**** Given records

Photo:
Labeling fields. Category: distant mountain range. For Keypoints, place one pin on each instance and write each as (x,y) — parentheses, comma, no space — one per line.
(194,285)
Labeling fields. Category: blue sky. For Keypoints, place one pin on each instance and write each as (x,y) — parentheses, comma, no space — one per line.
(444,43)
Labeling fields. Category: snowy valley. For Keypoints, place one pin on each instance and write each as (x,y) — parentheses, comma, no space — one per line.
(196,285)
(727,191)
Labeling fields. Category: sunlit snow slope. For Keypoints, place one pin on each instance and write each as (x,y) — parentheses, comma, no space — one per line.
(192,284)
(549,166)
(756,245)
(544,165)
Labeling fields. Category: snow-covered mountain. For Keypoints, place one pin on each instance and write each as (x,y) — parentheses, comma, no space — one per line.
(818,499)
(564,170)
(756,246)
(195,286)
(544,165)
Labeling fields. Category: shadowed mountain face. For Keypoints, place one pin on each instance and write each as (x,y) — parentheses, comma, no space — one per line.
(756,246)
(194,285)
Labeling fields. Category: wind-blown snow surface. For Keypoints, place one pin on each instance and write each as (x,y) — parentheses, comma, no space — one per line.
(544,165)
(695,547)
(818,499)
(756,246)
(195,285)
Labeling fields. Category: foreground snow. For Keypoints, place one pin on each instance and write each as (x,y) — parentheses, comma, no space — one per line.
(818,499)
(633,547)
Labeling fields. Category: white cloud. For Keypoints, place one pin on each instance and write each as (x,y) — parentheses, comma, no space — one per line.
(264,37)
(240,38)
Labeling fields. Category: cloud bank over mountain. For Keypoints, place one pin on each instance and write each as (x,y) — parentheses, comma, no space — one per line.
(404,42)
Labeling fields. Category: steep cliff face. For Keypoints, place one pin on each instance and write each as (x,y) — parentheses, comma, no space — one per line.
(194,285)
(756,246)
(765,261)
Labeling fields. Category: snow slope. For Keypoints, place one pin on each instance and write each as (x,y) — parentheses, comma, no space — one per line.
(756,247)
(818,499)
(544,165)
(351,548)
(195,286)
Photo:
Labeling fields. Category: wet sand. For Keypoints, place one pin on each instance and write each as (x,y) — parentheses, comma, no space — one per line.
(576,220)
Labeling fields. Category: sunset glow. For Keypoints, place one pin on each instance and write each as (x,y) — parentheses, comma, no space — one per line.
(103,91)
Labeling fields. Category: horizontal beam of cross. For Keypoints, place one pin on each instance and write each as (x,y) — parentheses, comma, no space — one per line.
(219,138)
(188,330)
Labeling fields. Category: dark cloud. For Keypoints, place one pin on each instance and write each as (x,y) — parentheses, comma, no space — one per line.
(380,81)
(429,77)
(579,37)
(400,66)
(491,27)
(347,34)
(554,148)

********

**Required work:** Repeat the preceding lines exactly, please, every one of them.

**Result for this task:**
Photo:
Labeling fields. Category: distant mountain range. For Keypoints, place one pin on each instance and write each as (x,y) — parentheses, comma, no space — one per line.
(194,285)
Labeling fields. Category: blue sky. For Keypoints, place one pin on each instance and write each as (x,y) — parentheses, comma, no space — one per line.
(444,43)
Labeling fields. Category: snowy valley. For Keypoints, place one pin on each instance and write each as (x,y) — parentheses, comma, no space — one per line.
(196,285)
(727,191)
Labeling fields. Category: sunlit snow slope. For Keypoints, place one pin on each instance and write each as (x,y) — parentheses, comma, no space — one per line.
(192,284)
(549,166)
(756,245)
(544,165)
Labeling fields. Category: snow-covered mountain. For Keypoints, place one pin on each instance and write each as (x,y) — parentheses, comma, no space — one per line.
(818,499)
(564,170)
(756,246)
(195,286)
(544,165)
Labeling fields. Category: shadowed mountain face. For Keypoints, place one pin on each instance and write each as (x,y) — parentheses, comma, no space — one per line.
(756,246)
(194,285)
Labeling fields. Category: wind-blown snow surface. For Keypoints, place one pin on each instance and write each as (x,y) — parentheses, comma, no space — one per line.
(544,165)
(695,547)
(818,499)
(756,246)
(195,285)
Labeling fields. Category: foreground snow. For Keypoints, place one pin on each instance and write each as (x,y) — parentheses, comma, no space — one per line.
(818,499)
(633,547)
Labeling fields. Category: white cloud. For Keypoints, place one pin on each instance and write each as (x,y) — parentheses, comma, no space — one per line.
(264,37)
(240,38)
Labeling fields. Category: cloud bank over mountain. For Keypoints, place one pin on each instance and write each as (x,y) — parentheses, comma, no space — one per line.
(404,42)
Labeling fields. Category: steep cliff face. For Keypoints, place one pin on each instance and write each as (x,y) — parentheses, comma, no space — one per line.
(194,285)
(756,246)
(765,261)
Labeling fields. Category: snow slope. For Keypoints, place one pin on each instance and write each as (x,y) — parentheses, comma, no space — one per line.
(756,247)
(818,499)
(544,165)
(351,548)
(195,286)
Photo:
Labeling fields. Category: wet sand. For Keypoints, place one pin on each instance and write each as (x,y) — parentheses, comma, no space — one per line.
(576,220)
Labeling fields. Category: sunset glow. For Keypoints, place one pin on each instance and write each as (x,y) — parentheses, comma, no space — one per line.
(103,91)
Labeling fields. Category: horizontal beam of cross. For Keypoints, place one pin on each instance and write each as (x,y) — parentheses, comma, no space — one per line.
(219,138)
(188,330)
Labeling fields. Category: dark cloud. For Keypoints, place one pin on each instance and write each as (x,y) — parentheses, comma, no space — one per line.
(380,81)
(429,77)
(579,37)
(400,66)
(491,27)
(347,34)
(554,148)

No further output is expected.